FONTE:
▬▬▬▬▬▬▬▬▬▬
A escalada de conquistas de direitos de homossexuais no Brasil tem sua maior concentração nos últimos 20 anos. Foi neste período que a população conseguiu despertar o olhar das autoridades políticas para suas reivindicações mais urgentes e antigas, como o direito ao casamento e à adoção por casais do mesmo sexo e do reconhecimento legal do nome social por travestis e transexuais. Também nas últimas duas décadas se popularizou no Brasil a chamada Parada Livre, dia festivo em que o público gay vai às ruas para exibir seu orgulho. Em Caxias do Sul, essa festa celebra sua vigésima edição neste sábado, em formato virtual.
Quando Sandro Maurício da Silva teve a ideia de trazer o evento para Caxias, em 2001, não imaginava que 19 anos depois teria 35 mil pessoas no entorno da Praça Dante Alighieri, no ano que marcou a volta do evento ao coração de Caxias após polêmicas envolvendo o governo do então prefeito de Daniel Guerra. Mas não é que o evento tenha surgido assim tão pequeno. Ajudado por uma feliz coincidência, a primeira edição aberta ao público, em 2002, reuniu 10 mil pessoas.
– Tivemos a feliz coincidência da Parada acontecer no dia em que o Brasil ganhou a Copa do Mundo (de 2002), e as pessoas saíram às ruas para comemorar e se juntaram a nós – recorda Sandro, também conhecido por interpretar a drag queen Valma Classic Kieer, que comanda o microfone nas paradas.
Marcada pela resistência tal qual a luta dos homossexuais, transexuais e travestis, a Parada Livre de Caxias é o dia em que pessoas como o casal Elias Jacson Cabral e Guilherme Cabral reafirmam sua militância pela causa, que começou com a sigla GLS e foi ganhando novas letras até chegar à atual LGBTQI+ (lésbicas, gays, bissexuais, transexuais, queer, intersexuais e demais, como assexuados e aliados da comunidade). Neste ano, Jackson e Guilherme estão entre as poucas dezenas de convidados que irão prestigiar a Parada Livre in loco no Centro de Cultura Ordovás, ocasião em que irão comemorar o primeiro ano de matrimônio. No ano passado, os moradores do bairro Mariani foram o primeiro casal gay a usar terno e vestido no Casamento Comunitário, promovido pela prefeitura de Caxias e realizado no ginásio da Vila Poliesportiva da UCS. Para o casal, foi uma maneira de mostrar que o espaço de qualquer pessoa deve ser respeitado em qualquer lugar.
▬▬▬▬▬▬▬▬▬▬
ENTRADAS EXIBIDAS:

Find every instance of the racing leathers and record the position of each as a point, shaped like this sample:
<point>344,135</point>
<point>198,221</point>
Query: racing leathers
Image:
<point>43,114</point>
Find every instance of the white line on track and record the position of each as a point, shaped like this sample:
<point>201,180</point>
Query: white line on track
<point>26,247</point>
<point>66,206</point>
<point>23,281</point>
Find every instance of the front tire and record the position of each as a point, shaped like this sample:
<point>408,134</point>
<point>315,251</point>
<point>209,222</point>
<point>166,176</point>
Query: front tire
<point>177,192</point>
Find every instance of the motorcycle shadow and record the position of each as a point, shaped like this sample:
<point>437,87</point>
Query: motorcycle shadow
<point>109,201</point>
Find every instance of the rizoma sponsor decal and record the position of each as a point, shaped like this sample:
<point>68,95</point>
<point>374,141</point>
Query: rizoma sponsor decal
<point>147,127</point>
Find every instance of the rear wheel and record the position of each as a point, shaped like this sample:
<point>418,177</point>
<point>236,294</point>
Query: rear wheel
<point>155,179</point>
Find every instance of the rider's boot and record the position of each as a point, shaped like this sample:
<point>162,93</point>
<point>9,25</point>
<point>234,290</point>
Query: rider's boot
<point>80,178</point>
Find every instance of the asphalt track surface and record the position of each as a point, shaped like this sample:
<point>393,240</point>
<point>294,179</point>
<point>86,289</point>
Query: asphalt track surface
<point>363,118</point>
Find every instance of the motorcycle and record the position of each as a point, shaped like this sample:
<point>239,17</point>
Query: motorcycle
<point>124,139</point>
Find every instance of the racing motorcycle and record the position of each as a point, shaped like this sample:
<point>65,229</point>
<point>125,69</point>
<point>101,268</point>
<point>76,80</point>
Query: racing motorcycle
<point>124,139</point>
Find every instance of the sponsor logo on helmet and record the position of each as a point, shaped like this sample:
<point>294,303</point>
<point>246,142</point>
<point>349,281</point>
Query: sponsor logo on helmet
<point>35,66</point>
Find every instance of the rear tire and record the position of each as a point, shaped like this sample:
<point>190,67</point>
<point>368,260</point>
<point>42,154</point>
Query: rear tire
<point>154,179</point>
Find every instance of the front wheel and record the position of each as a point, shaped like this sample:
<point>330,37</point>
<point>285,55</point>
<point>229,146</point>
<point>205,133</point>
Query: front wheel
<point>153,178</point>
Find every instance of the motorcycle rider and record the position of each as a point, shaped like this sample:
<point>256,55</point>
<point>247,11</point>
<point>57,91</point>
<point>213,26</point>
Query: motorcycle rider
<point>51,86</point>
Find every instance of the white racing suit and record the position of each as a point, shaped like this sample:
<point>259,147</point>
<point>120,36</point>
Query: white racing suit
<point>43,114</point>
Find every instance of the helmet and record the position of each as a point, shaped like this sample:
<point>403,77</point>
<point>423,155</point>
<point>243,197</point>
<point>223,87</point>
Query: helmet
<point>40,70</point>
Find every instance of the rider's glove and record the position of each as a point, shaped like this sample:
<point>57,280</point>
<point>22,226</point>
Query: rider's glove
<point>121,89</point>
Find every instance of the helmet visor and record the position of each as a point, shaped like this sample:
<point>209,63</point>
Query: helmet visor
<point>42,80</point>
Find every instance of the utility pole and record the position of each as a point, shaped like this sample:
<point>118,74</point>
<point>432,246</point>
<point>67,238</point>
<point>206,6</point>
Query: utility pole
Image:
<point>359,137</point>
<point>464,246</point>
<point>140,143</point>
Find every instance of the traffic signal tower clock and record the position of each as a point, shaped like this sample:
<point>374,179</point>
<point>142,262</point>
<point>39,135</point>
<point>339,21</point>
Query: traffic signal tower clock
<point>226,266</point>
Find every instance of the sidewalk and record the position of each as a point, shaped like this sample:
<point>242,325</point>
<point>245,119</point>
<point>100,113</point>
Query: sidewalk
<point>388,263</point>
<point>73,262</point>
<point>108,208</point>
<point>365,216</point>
▬▬▬▬▬▬▬▬▬▬
EXERCÍCIOS A FAZER:
#1 Segundo o texto sobre a Parada Livre de Caxias, quantas pessoas reuniu a primeira edição aberta ao público?
#2 Por favor, reescreva o trecho do texto sobre a Parada Livre de Caxias que começa nas palavras "A escalada de" e vai até "em formato virtual.", inclusive, renomeando "casais do mesmo sexo" como "casais homoafetivos".

SOLUÇÕES DAS TAREFAS:
#1 10 mil pessoas.

#2
A escalada de conquistas de direitos de homossexuais no Brasil tem sua maior concentração nos últimos 20 anos. Foi neste período que a população conseguiu despertar o olhar das autoridades políticas para suas reivindicações mais urgentes e antigas, como o direito ao casamento e à adoção por casais homoafetivos e do reconhecimento legal do nome social por travestis e transexuais. Também nas últimas duas décadas se popularizou no Brasil a chamada Parada Livre, dia festivo em que o público gay vai às ruas para exibir seu orgulho. Em Caxias do Sul, essa festa celebra sua vigésima edição neste sábado, em formato virtual.